Problem statement :: Reproduce verbatim the lines from the one containing "Tag every instance of the nettle" through the final line, including both.
========================================
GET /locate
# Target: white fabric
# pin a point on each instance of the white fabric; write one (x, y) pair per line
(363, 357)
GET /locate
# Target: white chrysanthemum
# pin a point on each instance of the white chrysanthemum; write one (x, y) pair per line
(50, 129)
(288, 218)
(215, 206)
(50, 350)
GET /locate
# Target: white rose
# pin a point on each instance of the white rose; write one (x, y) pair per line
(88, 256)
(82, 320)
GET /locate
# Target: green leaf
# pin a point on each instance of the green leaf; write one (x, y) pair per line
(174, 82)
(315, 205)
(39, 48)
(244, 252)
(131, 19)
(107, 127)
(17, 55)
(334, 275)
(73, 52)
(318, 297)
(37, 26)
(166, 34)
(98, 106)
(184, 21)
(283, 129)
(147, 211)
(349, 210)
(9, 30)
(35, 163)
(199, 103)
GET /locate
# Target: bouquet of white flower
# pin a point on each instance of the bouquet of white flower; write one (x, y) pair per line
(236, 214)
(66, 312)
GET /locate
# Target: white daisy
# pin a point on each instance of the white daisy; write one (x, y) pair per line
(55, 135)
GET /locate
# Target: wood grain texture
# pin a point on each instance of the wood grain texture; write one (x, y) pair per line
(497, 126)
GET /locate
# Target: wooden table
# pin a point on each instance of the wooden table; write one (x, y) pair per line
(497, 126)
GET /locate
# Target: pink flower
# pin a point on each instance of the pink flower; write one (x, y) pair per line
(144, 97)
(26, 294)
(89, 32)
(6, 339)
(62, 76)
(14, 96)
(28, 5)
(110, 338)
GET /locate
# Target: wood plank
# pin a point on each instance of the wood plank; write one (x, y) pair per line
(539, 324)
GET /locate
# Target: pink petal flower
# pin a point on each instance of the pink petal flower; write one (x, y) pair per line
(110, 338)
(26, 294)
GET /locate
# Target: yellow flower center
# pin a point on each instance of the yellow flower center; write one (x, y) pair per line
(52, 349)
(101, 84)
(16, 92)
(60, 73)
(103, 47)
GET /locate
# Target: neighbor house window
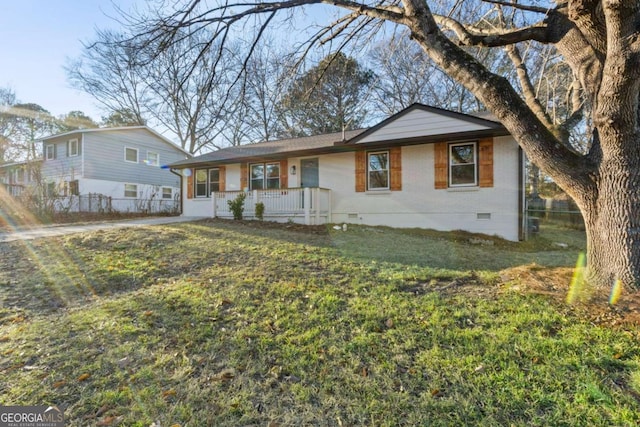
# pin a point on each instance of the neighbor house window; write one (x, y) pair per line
(51, 189)
(50, 152)
(73, 148)
(153, 159)
(378, 170)
(265, 175)
(207, 181)
(130, 190)
(131, 155)
(463, 164)
(74, 188)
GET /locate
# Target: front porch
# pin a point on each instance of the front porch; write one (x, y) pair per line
(310, 206)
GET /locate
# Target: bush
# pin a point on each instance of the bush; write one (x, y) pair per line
(260, 211)
(237, 205)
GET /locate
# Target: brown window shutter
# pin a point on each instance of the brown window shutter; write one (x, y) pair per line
(190, 183)
(223, 177)
(441, 165)
(243, 176)
(485, 150)
(395, 160)
(361, 171)
(284, 173)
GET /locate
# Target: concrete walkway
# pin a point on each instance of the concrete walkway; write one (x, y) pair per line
(64, 229)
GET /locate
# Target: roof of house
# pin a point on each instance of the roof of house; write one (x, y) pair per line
(340, 142)
(118, 129)
(292, 146)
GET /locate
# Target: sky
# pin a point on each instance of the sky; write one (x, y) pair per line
(37, 37)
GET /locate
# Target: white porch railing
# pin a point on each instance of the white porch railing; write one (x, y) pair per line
(311, 206)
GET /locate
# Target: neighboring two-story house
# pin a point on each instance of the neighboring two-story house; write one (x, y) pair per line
(119, 166)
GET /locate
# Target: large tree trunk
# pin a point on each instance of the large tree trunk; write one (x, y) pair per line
(612, 219)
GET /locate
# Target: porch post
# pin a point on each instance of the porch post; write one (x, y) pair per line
(255, 202)
(307, 206)
(316, 204)
(213, 200)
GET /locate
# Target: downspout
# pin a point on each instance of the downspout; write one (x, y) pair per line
(82, 150)
(174, 171)
(522, 181)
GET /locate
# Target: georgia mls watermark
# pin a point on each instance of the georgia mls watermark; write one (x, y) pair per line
(31, 416)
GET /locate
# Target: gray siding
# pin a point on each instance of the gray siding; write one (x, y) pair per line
(104, 157)
(63, 165)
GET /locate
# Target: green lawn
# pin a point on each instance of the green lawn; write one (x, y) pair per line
(226, 324)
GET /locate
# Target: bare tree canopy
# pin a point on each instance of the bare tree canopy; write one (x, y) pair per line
(330, 97)
(597, 40)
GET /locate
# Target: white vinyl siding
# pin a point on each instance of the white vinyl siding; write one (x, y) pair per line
(153, 158)
(50, 152)
(264, 175)
(412, 125)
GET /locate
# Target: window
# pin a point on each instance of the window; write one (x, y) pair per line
(130, 190)
(74, 188)
(51, 189)
(153, 159)
(50, 152)
(130, 155)
(265, 175)
(73, 148)
(463, 165)
(207, 181)
(378, 170)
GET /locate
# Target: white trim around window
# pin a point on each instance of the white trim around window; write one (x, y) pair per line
(129, 154)
(463, 164)
(50, 152)
(131, 190)
(378, 176)
(73, 147)
(206, 181)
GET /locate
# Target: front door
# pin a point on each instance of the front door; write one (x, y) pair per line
(309, 176)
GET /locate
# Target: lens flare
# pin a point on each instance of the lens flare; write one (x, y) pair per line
(578, 283)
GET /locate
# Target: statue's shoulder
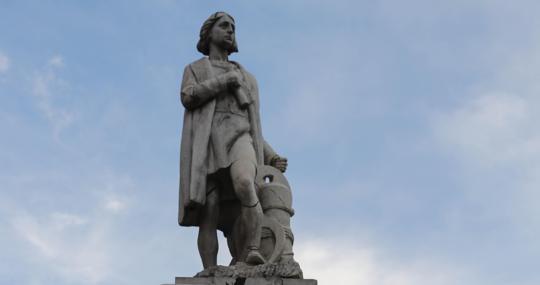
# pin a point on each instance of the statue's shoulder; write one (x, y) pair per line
(199, 68)
(199, 63)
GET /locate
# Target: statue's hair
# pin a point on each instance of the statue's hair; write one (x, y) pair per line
(203, 45)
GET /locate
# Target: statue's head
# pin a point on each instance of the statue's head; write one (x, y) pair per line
(219, 29)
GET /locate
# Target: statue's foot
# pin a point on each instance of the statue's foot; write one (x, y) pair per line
(254, 257)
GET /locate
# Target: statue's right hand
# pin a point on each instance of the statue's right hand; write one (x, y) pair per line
(233, 78)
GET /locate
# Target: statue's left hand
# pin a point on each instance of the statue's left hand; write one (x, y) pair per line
(279, 163)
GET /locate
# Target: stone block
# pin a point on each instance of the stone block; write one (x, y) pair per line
(241, 281)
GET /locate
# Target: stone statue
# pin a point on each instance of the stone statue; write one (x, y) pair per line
(230, 178)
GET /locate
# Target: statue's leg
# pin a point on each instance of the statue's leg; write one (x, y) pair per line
(207, 240)
(243, 178)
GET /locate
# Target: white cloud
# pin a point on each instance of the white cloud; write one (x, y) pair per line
(115, 204)
(56, 61)
(4, 63)
(67, 244)
(47, 87)
(496, 128)
(337, 261)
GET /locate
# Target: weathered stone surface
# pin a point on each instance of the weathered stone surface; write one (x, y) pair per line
(289, 269)
(242, 281)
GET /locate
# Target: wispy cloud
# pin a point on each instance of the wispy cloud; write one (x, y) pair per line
(67, 244)
(338, 261)
(4, 63)
(47, 86)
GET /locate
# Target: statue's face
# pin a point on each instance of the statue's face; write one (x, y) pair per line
(222, 34)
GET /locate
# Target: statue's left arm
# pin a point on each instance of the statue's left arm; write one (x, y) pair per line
(273, 159)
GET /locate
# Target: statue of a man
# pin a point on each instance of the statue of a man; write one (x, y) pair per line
(222, 144)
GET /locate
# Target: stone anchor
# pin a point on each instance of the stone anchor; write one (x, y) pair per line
(275, 196)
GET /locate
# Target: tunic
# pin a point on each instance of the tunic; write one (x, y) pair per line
(230, 138)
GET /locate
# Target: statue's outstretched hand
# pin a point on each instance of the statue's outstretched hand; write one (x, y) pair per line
(279, 163)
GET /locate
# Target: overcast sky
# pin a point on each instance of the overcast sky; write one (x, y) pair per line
(411, 127)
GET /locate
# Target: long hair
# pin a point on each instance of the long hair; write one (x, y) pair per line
(203, 45)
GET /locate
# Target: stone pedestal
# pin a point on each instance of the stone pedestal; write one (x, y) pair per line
(241, 281)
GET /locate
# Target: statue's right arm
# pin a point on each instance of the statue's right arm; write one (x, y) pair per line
(194, 94)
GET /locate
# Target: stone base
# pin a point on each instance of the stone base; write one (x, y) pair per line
(242, 281)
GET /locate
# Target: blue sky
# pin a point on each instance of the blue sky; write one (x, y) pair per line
(410, 127)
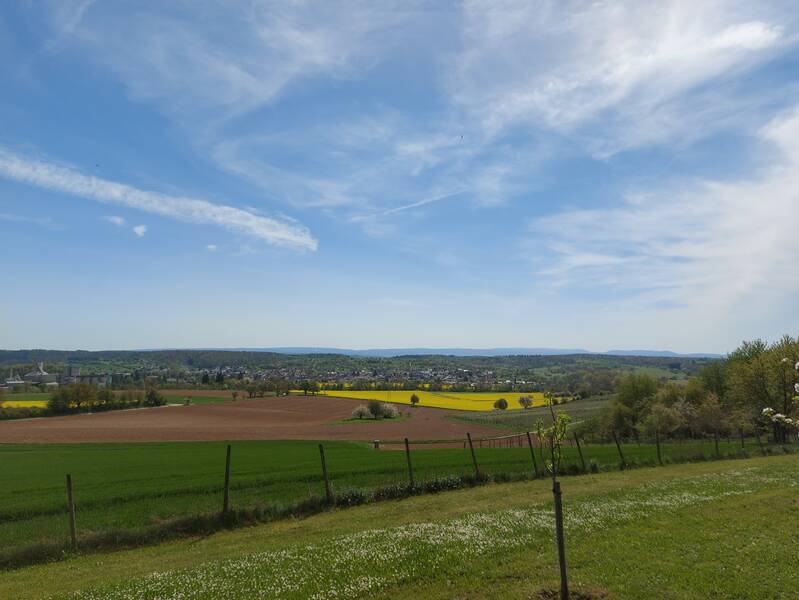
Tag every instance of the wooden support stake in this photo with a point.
(226, 497)
(564, 580)
(657, 443)
(73, 534)
(408, 456)
(328, 489)
(618, 447)
(532, 454)
(579, 450)
(474, 456)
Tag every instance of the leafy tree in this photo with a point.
(635, 391)
(619, 418)
(154, 398)
(710, 415)
(375, 408)
(661, 420)
(552, 438)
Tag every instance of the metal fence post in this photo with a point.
(474, 457)
(73, 534)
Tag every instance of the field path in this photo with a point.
(284, 418)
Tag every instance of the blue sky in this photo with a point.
(371, 174)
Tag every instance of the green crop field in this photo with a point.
(132, 487)
(709, 530)
(525, 420)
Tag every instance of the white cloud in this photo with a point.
(45, 222)
(226, 59)
(616, 74)
(115, 220)
(189, 210)
(713, 244)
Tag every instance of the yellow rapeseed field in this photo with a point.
(454, 400)
(24, 404)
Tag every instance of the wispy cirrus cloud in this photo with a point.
(115, 220)
(44, 222)
(614, 75)
(709, 244)
(188, 210)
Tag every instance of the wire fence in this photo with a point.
(167, 497)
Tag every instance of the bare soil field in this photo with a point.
(284, 418)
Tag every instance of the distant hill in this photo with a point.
(392, 352)
(661, 353)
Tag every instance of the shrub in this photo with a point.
(361, 412)
(390, 411)
(376, 408)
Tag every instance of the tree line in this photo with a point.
(754, 391)
(82, 397)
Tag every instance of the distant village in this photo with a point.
(41, 378)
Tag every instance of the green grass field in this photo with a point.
(708, 530)
(131, 487)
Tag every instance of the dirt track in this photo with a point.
(289, 417)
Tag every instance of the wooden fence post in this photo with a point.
(657, 443)
(564, 581)
(579, 451)
(408, 456)
(474, 456)
(73, 534)
(328, 489)
(618, 447)
(226, 497)
(532, 454)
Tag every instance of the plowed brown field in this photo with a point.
(287, 417)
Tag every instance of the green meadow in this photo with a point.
(136, 487)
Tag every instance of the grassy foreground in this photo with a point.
(138, 489)
(720, 530)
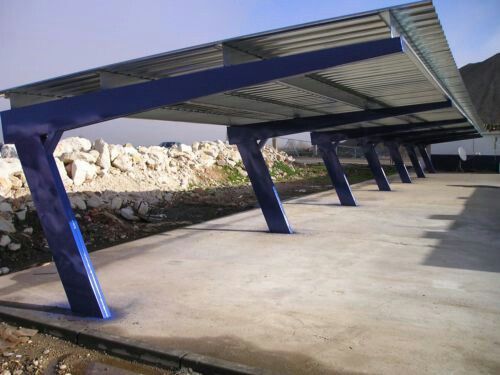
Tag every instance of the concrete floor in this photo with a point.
(408, 282)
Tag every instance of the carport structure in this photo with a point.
(381, 76)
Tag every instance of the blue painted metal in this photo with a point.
(447, 138)
(410, 149)
(409, 136)
(91, 108)
(264, 188)
(60, 226)
(442, 137)
(336, 173)
(271, 129)
(429, 166)
(398, 162)
(262, 143)
(376, 167)
(381, 131)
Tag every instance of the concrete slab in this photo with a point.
(408, 282)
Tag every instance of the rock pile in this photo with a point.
(126, 179)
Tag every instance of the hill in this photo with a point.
(483, 83)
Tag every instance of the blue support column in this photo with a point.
(60, 226)
(264, 188)
(376, 168)
(336, 172)
(398, 162)
(414, 161)
(429, 166)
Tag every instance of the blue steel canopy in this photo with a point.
(424, 72)
(381, 76)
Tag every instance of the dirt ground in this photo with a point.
(101, 228)
(35, 353)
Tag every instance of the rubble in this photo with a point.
(118, 186)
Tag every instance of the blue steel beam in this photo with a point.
(264, 188)
(27, 126)
(91, 108)
(271, 129)
(336, 172)
(60, 226)
(429, 166)
(380, 131)
(411, 135)
(375, 166)
(410, 149)
(447, 138)
(427, 139)
(398, 162)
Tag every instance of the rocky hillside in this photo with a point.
(483, 83)
(116, 183)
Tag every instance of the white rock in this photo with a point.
(21, 215)
(81, 171)
(123, 163)
(5, 186)
(78, 202)
(9, 151)
(104, 159)
(211, 152)
(5, 207)
(185, 148)
(16, 182)
(72, 144)
(207, 160)
(69, 157)
(95, 202)
(9, 167)
(6, 225)
(128, 213)
(14, 246)
(5, 240)
(116, 203)
(63, 173)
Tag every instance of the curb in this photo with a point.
(128, 349)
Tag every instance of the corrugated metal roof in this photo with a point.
(426, 72)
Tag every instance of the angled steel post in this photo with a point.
(264, 188)
(429, 166)
(328, 150)
(60, 226)
(376, 168)
(414, 161)
(398, 162)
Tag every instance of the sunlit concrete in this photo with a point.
(408, 282)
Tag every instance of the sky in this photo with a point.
(41, 39)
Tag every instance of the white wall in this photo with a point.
(489, 145)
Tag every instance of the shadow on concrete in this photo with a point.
(472, 241)
(234, 349)
(34, 307)
(477, 186)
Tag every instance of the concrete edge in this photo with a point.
(125, 348)
(134, 350)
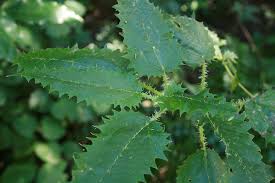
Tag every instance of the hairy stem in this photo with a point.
(202, 138)
(231, 75)
(151, 89)
(203, 76)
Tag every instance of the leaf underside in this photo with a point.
(242, 154)
(124, 151)
(158, 43)
(94, 76)
(261, 113)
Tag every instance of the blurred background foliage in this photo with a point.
(39, 133)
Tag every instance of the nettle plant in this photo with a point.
(130, 142)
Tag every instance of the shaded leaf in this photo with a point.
(130, 143)
(203, 166)
(163, 42)
(94, 76)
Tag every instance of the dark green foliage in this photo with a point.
(157, 94)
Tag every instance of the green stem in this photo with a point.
(203, 77)
(231, 75)
(202, 138)
(151, 89)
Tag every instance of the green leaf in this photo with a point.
(203, 166)
(130, 143)
(7, 48)
(242, 154)
(52, 129)
(176, 98)
(25, 125)
(163, 42)
(194, 37)
(94, 76)
(42, 12)
(261, 113)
========================================
Expected output ::
Tag every instance of the nettle plant in this photo with a point.
(130, 142)
Tag every instance of the shaded leaf in this photo with a point.
(130, 143)
(203, 166)
(163, 42)
(94, 76)
Tag every instance of the dark green foliage in this photo with a point.
(157, 94)
Tag every instance of the green stem in this photo with a point.
(203, 77)
(231, 75)
(202, 138)
(151, 89)
Tag every instance of the green leaf in this photo with a point.
(203, 166)
(130, 143)
(7, 48)
(242, 154)
(52, 129)
(176, 98)
(25, 125)
(163, 42)
(194, 37)
(94, 76)
(42, 12)
(261, 113)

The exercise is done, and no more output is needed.